▶ [What you will do]: Report how many lines in the items below contain the string "gray", with case counting. Give only the number.

▶ [Materials provided]:
──────

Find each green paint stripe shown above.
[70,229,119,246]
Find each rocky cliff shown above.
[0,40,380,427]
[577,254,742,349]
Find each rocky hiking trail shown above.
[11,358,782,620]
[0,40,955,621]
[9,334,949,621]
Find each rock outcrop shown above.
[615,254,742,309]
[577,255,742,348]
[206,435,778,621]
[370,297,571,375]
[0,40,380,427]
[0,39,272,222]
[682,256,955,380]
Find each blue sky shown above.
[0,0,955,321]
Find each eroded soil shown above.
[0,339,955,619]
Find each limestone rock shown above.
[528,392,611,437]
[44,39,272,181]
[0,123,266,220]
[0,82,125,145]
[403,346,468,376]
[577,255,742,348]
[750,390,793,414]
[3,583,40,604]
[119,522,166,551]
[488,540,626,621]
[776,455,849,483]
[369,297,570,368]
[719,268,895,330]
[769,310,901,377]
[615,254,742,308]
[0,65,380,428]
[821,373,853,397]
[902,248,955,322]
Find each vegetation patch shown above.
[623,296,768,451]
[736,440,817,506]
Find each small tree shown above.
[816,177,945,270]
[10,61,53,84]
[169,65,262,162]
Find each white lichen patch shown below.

──────

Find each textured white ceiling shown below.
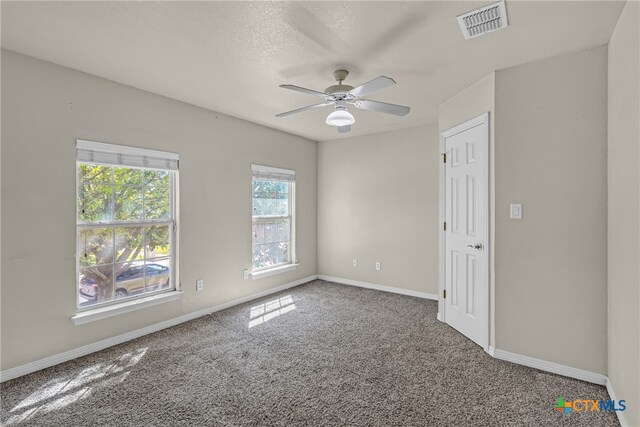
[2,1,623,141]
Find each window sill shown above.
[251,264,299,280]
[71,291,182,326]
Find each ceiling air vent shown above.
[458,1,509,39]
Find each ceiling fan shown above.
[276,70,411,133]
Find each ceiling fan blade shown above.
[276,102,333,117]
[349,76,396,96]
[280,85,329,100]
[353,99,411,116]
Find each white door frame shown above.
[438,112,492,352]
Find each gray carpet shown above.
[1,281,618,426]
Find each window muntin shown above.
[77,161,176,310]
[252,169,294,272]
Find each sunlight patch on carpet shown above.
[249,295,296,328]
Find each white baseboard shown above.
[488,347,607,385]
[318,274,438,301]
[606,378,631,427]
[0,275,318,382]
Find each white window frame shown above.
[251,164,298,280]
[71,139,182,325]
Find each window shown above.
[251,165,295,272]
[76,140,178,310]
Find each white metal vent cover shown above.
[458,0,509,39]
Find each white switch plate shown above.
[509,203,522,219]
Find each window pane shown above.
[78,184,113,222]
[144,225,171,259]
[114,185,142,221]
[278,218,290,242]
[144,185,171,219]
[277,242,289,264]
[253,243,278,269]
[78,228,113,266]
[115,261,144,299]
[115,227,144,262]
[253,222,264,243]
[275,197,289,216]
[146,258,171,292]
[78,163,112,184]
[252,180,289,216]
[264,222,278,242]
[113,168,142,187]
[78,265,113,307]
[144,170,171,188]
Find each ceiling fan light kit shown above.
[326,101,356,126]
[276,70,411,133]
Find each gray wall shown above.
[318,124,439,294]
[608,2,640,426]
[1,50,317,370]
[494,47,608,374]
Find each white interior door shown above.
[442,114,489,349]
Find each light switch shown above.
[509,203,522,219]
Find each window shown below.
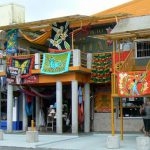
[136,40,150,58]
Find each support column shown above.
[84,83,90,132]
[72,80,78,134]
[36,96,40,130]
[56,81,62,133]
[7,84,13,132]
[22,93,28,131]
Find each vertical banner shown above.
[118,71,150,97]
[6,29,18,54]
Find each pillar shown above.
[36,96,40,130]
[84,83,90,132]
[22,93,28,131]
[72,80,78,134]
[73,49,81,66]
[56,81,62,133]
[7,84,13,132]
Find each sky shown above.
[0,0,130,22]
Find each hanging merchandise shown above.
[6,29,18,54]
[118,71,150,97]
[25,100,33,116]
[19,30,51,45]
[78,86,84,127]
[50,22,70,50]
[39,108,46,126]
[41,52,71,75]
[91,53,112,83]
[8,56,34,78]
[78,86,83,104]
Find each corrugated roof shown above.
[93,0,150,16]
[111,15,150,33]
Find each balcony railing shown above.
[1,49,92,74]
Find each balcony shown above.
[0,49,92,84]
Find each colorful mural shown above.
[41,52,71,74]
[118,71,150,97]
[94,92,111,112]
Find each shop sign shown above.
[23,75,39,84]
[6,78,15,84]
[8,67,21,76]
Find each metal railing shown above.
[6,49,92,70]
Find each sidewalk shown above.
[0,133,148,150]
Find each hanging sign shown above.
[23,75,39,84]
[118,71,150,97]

──────

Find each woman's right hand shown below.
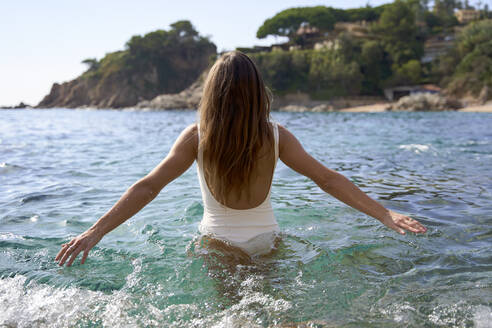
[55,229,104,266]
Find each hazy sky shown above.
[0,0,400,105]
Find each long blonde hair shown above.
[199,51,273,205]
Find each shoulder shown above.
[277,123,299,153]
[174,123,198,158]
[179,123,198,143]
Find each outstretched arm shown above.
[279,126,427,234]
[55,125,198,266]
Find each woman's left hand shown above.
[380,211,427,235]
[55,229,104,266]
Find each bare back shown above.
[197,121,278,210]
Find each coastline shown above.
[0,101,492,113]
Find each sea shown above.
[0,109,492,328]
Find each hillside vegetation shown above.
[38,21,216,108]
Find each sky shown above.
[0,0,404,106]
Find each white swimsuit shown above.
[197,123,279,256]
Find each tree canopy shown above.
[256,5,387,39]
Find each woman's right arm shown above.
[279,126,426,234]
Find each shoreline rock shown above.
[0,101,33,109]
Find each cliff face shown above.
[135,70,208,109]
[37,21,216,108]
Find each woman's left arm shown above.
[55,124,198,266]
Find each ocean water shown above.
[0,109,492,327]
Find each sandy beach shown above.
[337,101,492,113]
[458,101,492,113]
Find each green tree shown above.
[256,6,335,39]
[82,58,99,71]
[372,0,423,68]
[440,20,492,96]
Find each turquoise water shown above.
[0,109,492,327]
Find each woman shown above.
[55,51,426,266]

──────

▶ [Exercise output]: 2